Freshwater fish can he divided into two groups for angling purposes: the game fish such as salmon and trout, which are usually fished for using artificial flies or lures, and the coarse fish which are normally caught on edible baits. The term coarse has never been satisfactorily explained, since these species are neither ‘coarse’ (apart from their eating qualities, and even then it does not apply to all of them), nor are they found in poor, unattractive ‘coarse’ waters. Most of the popular coarse fish are members of the large carp family, known as the cyprinids, and range from the true carp, which can grow very large indeed, to small fish such as the gudgeon and bleak. Other coarse species valued by the angler are the predatory fish such as the pike, perch and zander.
Most waters other than those polluted by industrial effluent are able to hold a head of fish, fast mountain streams and chalkstreams being the haunt of the game fish while the slower lowland rivers are occupied mainly by the coarse species. Inevitably there are many waters where both kinds of fish can be found – chub and trout, for example, often compete for food in the same river.
Naturally the newcomer to angling will ask ‘Where can I go to fish?’ The answer to this depends very much on where he lives. Many countrymen know their local rivers and lakes, and the fish they contain. but the town-dweller may find the search for fishable water more difficult. In such cases he is advised to seek out his local angling club -there certainly will be one – where he will find advice both on the local fishing regulations and on how to get to the best fishable water.
The angler has to take account of the law. All water which is not tidal is owned by someone, and there are water authorities which control it. These bodies are empowered to issue rod licences, and it is essential to obtain one of these before fishing. Some waters are ‘free’ in that permission is not needed to fish them, but never assume that this is the case. A water authority rod licence does not give the holder permission to fish, and a separate permit is usually required. The local tackle dealers may sell water authority licences for the area, and sometimes for adjoining areas: they will also advise on where to get permits for local waters.

- [Work task 1] From the angling passage, return the stretch that opens with the words containing "Most waters other" and closes with "the same river.", copied word for word.
- [Work task 2] In the angling passage, condense the paragraph that begins "The angler has to take account of the law" into a short bulleted list of its main points.
- [Work task 3] Continue the angling passage, starting after its final sentence.

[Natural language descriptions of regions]
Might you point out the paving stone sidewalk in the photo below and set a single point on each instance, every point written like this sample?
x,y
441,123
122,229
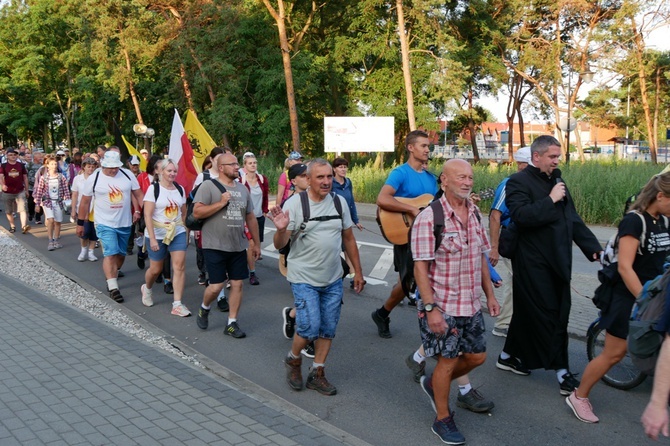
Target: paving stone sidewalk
x,y
70,379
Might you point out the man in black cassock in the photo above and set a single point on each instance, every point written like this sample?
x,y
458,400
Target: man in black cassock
x,y
547,224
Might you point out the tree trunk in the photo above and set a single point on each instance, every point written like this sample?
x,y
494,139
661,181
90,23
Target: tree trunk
x,y
406,68
280,19
131,88
644,94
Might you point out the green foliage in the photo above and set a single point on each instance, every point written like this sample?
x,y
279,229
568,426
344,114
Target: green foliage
x,y
598,188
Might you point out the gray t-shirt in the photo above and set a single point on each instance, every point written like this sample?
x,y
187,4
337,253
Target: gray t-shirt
x,y
315,252
224,231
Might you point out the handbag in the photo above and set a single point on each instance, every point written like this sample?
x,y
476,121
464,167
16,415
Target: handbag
x,y
608,276
508,241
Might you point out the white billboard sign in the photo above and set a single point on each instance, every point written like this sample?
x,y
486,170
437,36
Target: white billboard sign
x,y
358,134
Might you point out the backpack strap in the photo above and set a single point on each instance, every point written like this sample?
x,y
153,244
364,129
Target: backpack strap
x,y
438,221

- [Reply 1]
Most waters other than those polluted by industrial effluent are able to hold a head of fish, fast mountain streams and chalkstreams being the haunt of the game fish while the slower lowland rivers are occupied mainly by the coarse species. Inevitably there are many waters where both kinds of fish can be found – chub and trout, for example, often compete for food in the same river.

- [Reply 2]
- All non-tidal water is owned by someone and controlled by water authorities.
- These authorities issue rod licences, and one must be obtained before fishing.
- Some waters are "free" to fish without permission, but this should never be assumed.
- A rod licence does not itself grant permission to fish; a separate permit is usually needed.
- Local tackle dealers may sell water authority licences for the area and sometimes for adjoining areas, and can advise on where to get permits for local waters.

- [Reply 3]
The general close season for coarse fishing in Britain is March 15 to June 15 inclusive, but in some areas the season opens on June 1. In other areas there is no close season; fishing is allowed all the year round.
Today’s fishing tackle is universal, and the holidaying angler can pack his gear when going abroad, but he should check on licences and permission, asking at travel agencies for brochures carrying this information. Some memorable angling holidays can be enjoyed abroad, fishing both for familiar species and exciting new species.
There is an unwritten code of conduct for anglers. Apart from respecting the general provisions of the Country Code, all anglers should take particular care to carry away their rubbish with them, and not leave it on the banks. Cattle have been choked to death as a result of eating plastic bags, and have badly cut their mouths on the rusty jagged edges of discarded cans. Some associations prohibit glass bottles on fisheries. broken glass being a clear danger to all. Nylon line should always be taken home and burnt, for many birds have died after trapping their legs on a loop of nylon or swallowing a short section.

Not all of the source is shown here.